## ЗАДАНИЕ 1
Какой датой помечено единственное письмо Поля того времени, по тексту о Сезанне и Писсарро?
## ЗАДАНИЕ 2
Оформи записи с самой первой строки до строки с «(339, 1139)» включительно как таблицу Markdown со столбцами «Номер» и «Строка записи», пропуская пустые строки.

## СТРАНИЦА
######

Другие приятели также потянулись в этот район. Кроме Гийомена там поселились Корде и Виньон[127]. Поль под руководством Писсарро стал узнавать и любить Иль-де-Франс с его влажной зеленью и туманной синью. Единственное письмо от того времени, написанное 11 декабря 1872 года, показывает, как естественно он чувствовал себя рядом с Писсарро.
«Мсье Писсарро, я взял перо у Люсьена и вот пишу Вам сейчас, хотя поезд должен был уже везти меня к моим пенатам. Я хочу дать Вам понять этими словами, что я опоздал на поезд, — и можно не прибавлять, что до завтра, до вторника, я Ваш гость. Так вот. Мадам Писсарро просит Вас привезти из Парижа муки для маленького Жоржа и потом — рубашки Люсьена от его тетушки Фелиси. Шлю Вам привет. Поль Сезанн».
Маленький Люсьен добавил там же с ошибками:
«Дорогой папа. Мама говорит, чтоб ты знал, что дверь у нас сломалась, поэтому приезжай быстрей, потому что могут прийти грабители. Прошу тебя привезти мне коробку с красками, Минетта просит купальный костюм. Я пишу не хорошо, потому что без наклона. Люсьен Писсарро, 1872».
Как видно из писем Золя, пропустить поезд было обычным делом для Поля. К тому году, а может быть, к 1873-му или 1874-му относится черновик письма, набросанный на обороте рисунка двух крестьян. Оно может быть написано в любой из этих трех годов, когда он не был на юге, хотя мы можем предположить, что давление уехать в Экс возросло на него к концу его пребывания в районе Понтуаза и Овера. Нет сомнений в том, что он не возвращался в Экс столь долго потому, что он был поглощен своими успехами, которые делал при помощи Писсарро, но следует иметь в виду и то, что свое положение женатого мужчины ему легче было утверждать вдали от отца.
«В вашем последнем письме вы спрашиваете, почему я не возвращаюсь в Экс. Я уже вам говорил, и можете мне поверить, что это так, — мне приятно жить с вами, но, когда я попадаю в Экс, я теряю свободу, и всякий раз, как я хочу вернуться в Париж, я должен выдерживать борьбу. И хотя вы не запрещаете мне категорически поездку в Париж, но меня очень расстраивает противодействие, которое я чувствую с вашей стороны. Я бы хотел, чтобы свобода моих действий не была ограничена, и тогда я с большей радостью поспешу вернуться. Я прошу папу давать мне 200 франков в месяц, это позволит мне продлить пребывание в Эксе, я с удовольствием поработаю на юге, природа которого так много дает моей живописи. Поверьте, я очень прошу папу исполнить мою просьбу, тогда я смогу писать на юге и продолжать свои поиски. Вот две последние квитанции».

######

## ЗАПИСИ ДЛЯ ОБРАБОТКИ
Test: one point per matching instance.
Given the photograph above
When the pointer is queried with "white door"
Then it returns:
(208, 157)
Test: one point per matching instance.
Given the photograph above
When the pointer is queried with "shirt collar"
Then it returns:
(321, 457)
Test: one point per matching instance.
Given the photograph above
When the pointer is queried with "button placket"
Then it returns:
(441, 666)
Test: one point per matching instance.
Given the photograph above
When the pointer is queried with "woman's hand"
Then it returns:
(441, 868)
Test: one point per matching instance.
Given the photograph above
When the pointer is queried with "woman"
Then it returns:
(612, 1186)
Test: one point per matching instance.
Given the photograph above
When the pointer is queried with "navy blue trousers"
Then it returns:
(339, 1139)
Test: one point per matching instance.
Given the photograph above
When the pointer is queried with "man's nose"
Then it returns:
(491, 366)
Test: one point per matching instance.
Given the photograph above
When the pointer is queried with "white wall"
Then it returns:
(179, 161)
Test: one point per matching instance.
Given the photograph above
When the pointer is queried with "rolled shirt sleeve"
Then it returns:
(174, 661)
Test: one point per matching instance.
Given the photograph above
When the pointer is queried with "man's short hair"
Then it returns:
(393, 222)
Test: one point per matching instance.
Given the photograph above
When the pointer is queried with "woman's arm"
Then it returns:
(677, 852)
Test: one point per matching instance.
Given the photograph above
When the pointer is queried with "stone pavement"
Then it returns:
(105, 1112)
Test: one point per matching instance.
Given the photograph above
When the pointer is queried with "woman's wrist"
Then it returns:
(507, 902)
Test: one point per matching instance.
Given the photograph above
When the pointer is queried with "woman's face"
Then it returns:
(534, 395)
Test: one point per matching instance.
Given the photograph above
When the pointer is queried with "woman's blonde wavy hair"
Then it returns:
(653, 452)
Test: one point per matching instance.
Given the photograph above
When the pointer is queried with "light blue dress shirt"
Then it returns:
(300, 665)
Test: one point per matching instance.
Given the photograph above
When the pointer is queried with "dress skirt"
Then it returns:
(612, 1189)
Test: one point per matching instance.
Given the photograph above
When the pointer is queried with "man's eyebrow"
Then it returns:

######

## РЕЗУЛЬТАТ УПРАЖНЕНИЯ 1
11 декабря 1872 года.

## РЕЗУЛЬТАТ УПРАЖНЕНИЯ 2
| Номер | Строка записи |
|---|---|
| 1 | Test: one point per matching instance. |
| 2 | Given the photograph above |
| 3 | When the pointer is queried with "white door" |
| 4 | Then it returns: |
| 5 | (208, 157) |
| 6 | Test: one point per matching instance. |
| 7 | Given the photograph above |
| 8 | When the pointer is queried with "shirt collar" |
| 9 | Then it returns: |
| 10 | (321, 457) |
| 11 | Test: one point per matching instance. |
| 12 | Given the photograph above |
| 13 | When the pointer is queried with "button placket" |
| 14 | Then it returns: |
| 15 | (441, 666) |
| 16 | Test: one point per matching instance. |
| 17 | Given the photograph above |
| 18 | When the pointer is queried with "woman's hand" |
| 19 | Then it returns: |
| 20 | (441, 868) |
| 21 | Test: one point per matching instance. |
| 22 | Given the photograph above |
| 23 | When the pointer is queried with "woman" |
| 24 | Then it returns: |
| 25 | (612, 1186) |
| 26 | Test: one point per matching instance. |
| 27 | Given the photograph above |
| 28 | When the pointer is queried with "navy blue trousers" |
| 29 | Then it returns: |
| 30 | (339, 1139) |